Task directions>
In the material below, swap every occurrence of "Segment" for "Outline" and give back the lines with nothing else changed. Omit the pictures.

Material shown>
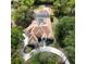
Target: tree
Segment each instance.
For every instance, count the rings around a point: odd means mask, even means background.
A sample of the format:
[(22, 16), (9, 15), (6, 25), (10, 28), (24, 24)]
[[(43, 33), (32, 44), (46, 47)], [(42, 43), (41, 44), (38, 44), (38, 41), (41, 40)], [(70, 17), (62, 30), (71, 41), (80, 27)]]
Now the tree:
[(19, 44), (21, 43), (21, 39), (23, 39), (23, 30), (22, 27), (13, 27), (11, 29), (11, 48), (17, 49)]
[[(57, 26), (56, 26), (57, 27)], [(65, 50), (71, 64), (75, 63), (75, 18), (64, 16), (60, 20), (56, 29), (56, 39), (60, 47)]]
[(26, 28), (34, 20), (34, 11), (26, 5), (21, 5), (14, 11), (12, 17), (17, 26)]
[(61, 47), (65, 47), (65, 44), (62, 41), (70, 34), (71, 30), (74, 30), (74, 17), (64, 16), (60, 20), (59, 26), (56, 29), (56, 31), (58, 31), (56, 33), (56, 39), (59, 41)]
[(53, 9), (56, 16), (74, 15), (75, 0), (56, 0)]

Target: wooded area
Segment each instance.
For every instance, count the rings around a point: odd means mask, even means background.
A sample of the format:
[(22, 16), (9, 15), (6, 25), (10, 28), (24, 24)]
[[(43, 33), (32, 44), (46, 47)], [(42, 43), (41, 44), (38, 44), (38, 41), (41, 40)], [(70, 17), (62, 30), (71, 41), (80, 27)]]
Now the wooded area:
[[(11, 1), (11, 61), (12, 64), (24, 64), (20, 49), (23, 37), (23, 29), (34, 20), (34, 9), (41, 4), (50, 5), (53, 15), (52, 29), (56, 41), (51, 44), (61, 49), (70, 60), (75, 64), (75, 0), (12, 0)], [(40, 54), (45, 57), (41, 57)], [(50, 54), (51, 55), (51, 54)], [(38, 57), (38, 59), (37, 59)], [(47, 59), (47, 60), (46, 60)], [(42, 60), (42, 61), (41, 61)], [(51, 61), (51, 62), (49, 62)], [(58, 61), (59, 62), (59, 61)], [(26, 64), (61, 64), (57, 63), (53, 56), (46, 56), (46, 53), (39, 53), (30, 59)]]

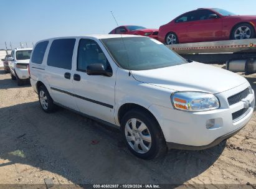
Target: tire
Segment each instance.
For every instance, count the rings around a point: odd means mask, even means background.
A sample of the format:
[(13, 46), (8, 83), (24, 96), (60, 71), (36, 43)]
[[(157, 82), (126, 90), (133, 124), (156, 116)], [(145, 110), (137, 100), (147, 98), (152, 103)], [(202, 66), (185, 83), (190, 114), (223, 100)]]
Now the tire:
[(47, 113), (52, 113), (55, 109), (55, 106), (50, 97), (47, 89), (44, 85), (39, 87), (38, 90), (38, 98), (40, 105), (44, 111)]
[(166, 45), (179, 44), (177, 35), (174, 32), (168, 33), (165, 37), (165, 43)]
[(128, 148), (139, 158), (149, 160), (160, 157), (167, 150), (158, 122), (143, 109), (133, 109), (127, 112), (121, 120), (121, 131)]
[(15, 75), (16, 76), (16, 81), (17, 81), (17, 86), (23, 85), (23, 81), (22, 80), (21, 80), (20, 78), (19, 78), (19, 76), (17, 75), (16, 73), (15, 73)]
[(241, 23), (232, 30), (231, 39), (251, 39), (255, 36), (255, 31), (252, 25), (247, 23)]
[(12, 78), (12, 80), (16, 80), (16, 77), (14, 75), (13, 75), (13, 74), (12, 74), (12, 73), (11, 71), (10, 71), (10, 74), (11, 74), (11, 78)]

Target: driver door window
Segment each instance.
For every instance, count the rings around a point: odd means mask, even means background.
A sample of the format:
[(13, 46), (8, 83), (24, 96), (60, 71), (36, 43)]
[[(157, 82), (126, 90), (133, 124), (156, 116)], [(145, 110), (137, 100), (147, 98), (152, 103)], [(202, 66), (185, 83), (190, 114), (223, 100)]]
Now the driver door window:
[(105, 70), (111, 70), (110, 65), (98, 44), (91, 39), (81, 39), (77, 55), (77, 70), (86, 72), (87, 66), (102, 63)]

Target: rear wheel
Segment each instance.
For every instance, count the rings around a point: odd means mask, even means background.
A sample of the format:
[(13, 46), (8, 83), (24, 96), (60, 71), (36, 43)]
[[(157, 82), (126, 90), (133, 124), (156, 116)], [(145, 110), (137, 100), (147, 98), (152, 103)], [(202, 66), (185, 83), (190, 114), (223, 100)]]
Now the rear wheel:
[(12, 73), (11, 71), (11, 72), (10, 72), (10, 74), (11, 74), (11, 78), (12, 78), (12, 80), (16, 80), (16, 77), (14, 75), (13, 75), (13, 74), (12, 74)]
[(151, 159), (164, 154), (167, 150), (164, 137), (149, 113), (133, 109), (125, 114), (121, 125), (125, 142), (134, 155)]
[(232, 39), (245, 39), (254, 37), (255, 32), (254, 27), (249, 24), (242, 23), (234, 29)]
[(17, 81), (17, 85), (18, 86), (21, 86), (23, 85), (23, 81), (22, 80), (21, 80), (20, 78), (19, 78), (19, 76), (17, 76), (17, 75), (16, 73), (15, 73), (16, 75), (16, 81)]
[(38, 98), (42, 109), (45, 113), (52, 112), (55, 109), (54, 101), (50, 96), (47, 89), (44, 85), (40, 86), (38, 90)]
[(165, 38), (165, 42), (167, 45), (177, 44), (179, 43), (178, 36), (173, 32), (169, 32)]

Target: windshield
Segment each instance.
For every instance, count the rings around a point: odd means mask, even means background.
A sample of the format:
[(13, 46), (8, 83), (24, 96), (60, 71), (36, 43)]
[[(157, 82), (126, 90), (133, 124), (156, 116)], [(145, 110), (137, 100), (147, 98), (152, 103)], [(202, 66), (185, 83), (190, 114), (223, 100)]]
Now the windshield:
[(161, 42), (148, 37), (102, 39), (108, 52), (123, 68), (147, 70), (187, 63)]
[(221, 15), (223, 15), (223, 16), (235, 16), (235, 15), (237, 15), (235, 14), (234, 14), (233, 12), (231, 12), (227, 11), (224, 10), (224, 9), (212, 9), (212, 10), (216, 11), (219, 14), (220, 14)]
[(146, 29), (146, 27), (145, 27), (138, 26), (138, 25), (127, 25), (126, 27), (130, 31), (136, 30), (138, 30), (138, 29)]
[(16, 60), (27, 60), (31, 58), (32, 50), (16, 51)]

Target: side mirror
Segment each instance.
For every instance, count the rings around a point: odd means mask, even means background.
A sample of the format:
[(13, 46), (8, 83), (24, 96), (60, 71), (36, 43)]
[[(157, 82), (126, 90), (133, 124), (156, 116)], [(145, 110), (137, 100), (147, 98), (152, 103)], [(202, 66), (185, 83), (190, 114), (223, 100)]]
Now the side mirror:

Exercise output>
Target: tree
Outline each instance.
For every instance, count the rings around a point: odd means mask, even means background.
A sample of the format:
[(22, 16), (9, 15), (6, 25), (10, 28), (24, 24)]
[[(43, 33), (32, 44), (46, 47)], [(42, 43), (41, 44), (38, 44), (38, 41), (41, 40)], [(70, 17), (62, 30), (71, 41), (80, 27)]]
Now the tree:
[(19, 44), (21, 43), (21, 39), (23, 39), (23, 30), (22, 27), (13, 27), (11, 29), (11, 48), (17, 49)]
[[(57, 26), (56, 26), (57, 27)], [(65, 50), (71, 64), (75, 63), (75, 18), (64, 16), (60, 20), (56, 29), (56, 39), (60, 47)]]
[(26, 28), (34, 20), (34, 11), (26, 5), (21, 5), (14, 11), (12, 17), (17, 26)]
[(61, 47), (65, 47), (65, 44), (62, 41), (70, 34), (71, 30), (74, 30), (74, 17), (64, 16), (60, 20), (59, 26), (56, 29), (56, 31), (58, 31), (56, 33), (56, 39), (59, 41)]
[(53, 9), (56, 16), (74, 15), (75, 0), (56, 0)]

Target: wooded area
Outline each instance.
For every instance, count the rings around a point: odd means mask, even means background.
A sample of the format:
[(22, 16), (9, 15), (6, 25), (10, 28), (24, 24)]
[[(43, 33), (32, 44), (46, 47)], [(42, 43), (41, 44), (38, 44), (38, 41), (41, 40)], [(70, 17), (62, 30), (71, 41), (80, 27)]]
Now the wooded area:
[[(11, 1), (11, 61), (12, 64), (24, 64), (20, 49), (23, 37), (23, 29), (34, 20), (34, 9), (41, 4), (50, 5), (53, 15), (52, 29), (56, 41), (51, 44), (61, 49), (70, 60), (75, 64), (75, 0), (12, 0)], [(40, 54), (45, 57), (41, 57)], [(50, 54), (51, 55), (51, 54)], [(38, 57), (38, 59), (37, 59)], [(47, 59), (47, 60), (46, 60)], [(42, 60), (42, 61), (41, 61)], [(51, 61), (51, 62), (49, 62)], [(58, 61), (59, 62), (59, 61)], [(26, 64), (61, 64), (57, 63), (53, 56), (46, 56), (46, 53), (39, 53), (30, 59)]]

Target: tire
Outline each instance.
For every instance, count the rings around a point: odd means mask, even means background.
A sample of the format:
[(13, 46), (8, 83), (24, 96), (60, 71), (36, 43)]
[[(157, 82), (126, 90), (133, 124), (156, 116)], [(145, 110), (137, 100), (147, 98), (152, 103)], [(202, 66), (185, 83), (190, 114), (223, 100)]]
Now the tire:
[(47, 113), (52, 113), (55, 109), (55, 106), (50, 97), (47, 89), (44, 85), (39, 87), (38, 90), (38, 98), (40, 105), (44, 111)]
[(166, 45), (179, 44), (177, 35), (174, 32), (168, 33), (165, 37), (165, 43)]
[(128, 148), (139, 158), (149, 160), (160, 157), (167, 150), (158, 122), (143, 109), (133, 109), (127, 112), (121, 120), (121, 131)]
[(15, 75), (16, 76), (16, 81), (17, 81), (17, 86), (23, 85), (23, 81), (22, 80), (21, 80), (20, 78), (19, 78), (19, 76), (17, 75), (16, 73), (15, 73)]
[(241, 23), (232, 30), (231, 39), (251, 39), (255, 36), (255, 31), (252, 25), (247, 23)]
[(12, 78), (12, 80), (16, 80), (16, 77), (14, 75), (13, 75), (13, 74), (12, 74), (12, 73), (11, 71), (10, 71), (10, 74), (11, 74), (11, 78)]

Target: driver door window
Outline each instance.
For every instance, count the rings around a point: odd means mask, even means background.
A sample of the format:
[(13, 46), (8, 83), (24, 96), (60, 71), (36, 43)]
[[(157, 82), (126, 90), (133, 124), (156, 116)], [(145, 110), (137, 100), (147, 98), (152, 103)], [(202, 66), (185, 83), (190, 114), (223, 100)]]
Now the driver door window:
[(105, 70), (111, 70), (110, 65), (98, 44), (91, 39), (81, 39), (77, 55), (77, 70), (86, 72), (87, 66), (102, 63)]

Target: rear wheel
Outline each instance.
For every instance, count the rings around a point: odd means mask, even means background.
A sample of the format:
[(13, 46), (8, 83), (24, 96), (60, 71), (36, 43)]
[[(157, 82), (126, 90), (133, 124), (156, 116)], [(145, 110), (137, 100), (147, 98), (152, 103)], [(202, 66), (185, 83), (190, 114), (223, 100)]]
Now the rear wheel:
[(12, 73), (11, 71), (11, 72), (10, 72), (10, 74), (11, 74), (11, 78), (12, 78), (12, 80), (16, 80), (16, 77), (14, 75), (13, 75), (13, 74), (12, 74)]
[(151, 159), (164, 154), (167, 150), (164, 137), (149, 113), (133, 109), (125, 114), (121, 125), (125, 142), (134, 155)]
[(232, 39), (245, 39), (254, 37), (255, 32), (254, 27), (249, 24), (242, 23), (234, 29)]
[(17, 81), (17, 85), (18, 86), (21, 86), (23, 85), (23, 81), (22, 80), (21, 80), (20, 78), (19, 78), (19, 76), (17, 76), (17, 75), (16, 73), (15, 73), (16, 75), (16, 81)]
[(38, 98), (42, 109), (45, 113), (52, 112), (55, 109), (54, 101), (50, 96), (47, 89), (44, 85), (40, 86), (38, 90)]
[(165, 38), (165, 42), (167, 45), (177, 44), (179, 43), (178, 36), (173, 32), (169, 32)]

Target: windshield
Outline each instance.
For every instance, count the rings around a point: odd means mask, even means background.
A sample of the format:
[(13, 46), (8, 83), (24, 96), (60, 71), (36, 43)]
[[(157, 82), (126, 90), (133, 124), (156, 116)], [(145, 110), (137, 100), (147, 98), (152, 103)], [(202, 66), (185, 83), (190, 114), (223, 100)]]
Now the windshield:
[(161, 42), (148, 37), (102, 39), (108, 52), (123, 68), (147, 70), (187, 63)]
[(221, 15), (223, 15), (223, 16), (235, 16), (235, 15), (237, 15), (235, 14), (234, 14), (233, 12), (231, 12), (227, 11), (224, 10), (224, 9), (212, 9), (212, 10), (216, 11), (219, 14), (220, 14)]
[(146, 29), (146, 27), (145, 27), (138, 26), (138, 25), (127, 25), (126, 27), (130, 31), (136, 30), (138, 30), (138, 29)]
[(16, 60), (27, 60), (31, 58), (32, 50), (16, 51)]

Target: side mirror
Outline each instance.
For every instance, count the rings around a point: odd means mask, even means background.
A sample of the format:
[(13, 46), (8, 83), (24, 96), (60, 71), (36, 43)]
[[(157, 82), (126, 90), (133, 124), (156, 116)], [(145, 110), (137, 100), (147, 98), (152, 103)], [(202, 66), (185, 83), (190, 114), (223, 100)]]
Now the side mirror:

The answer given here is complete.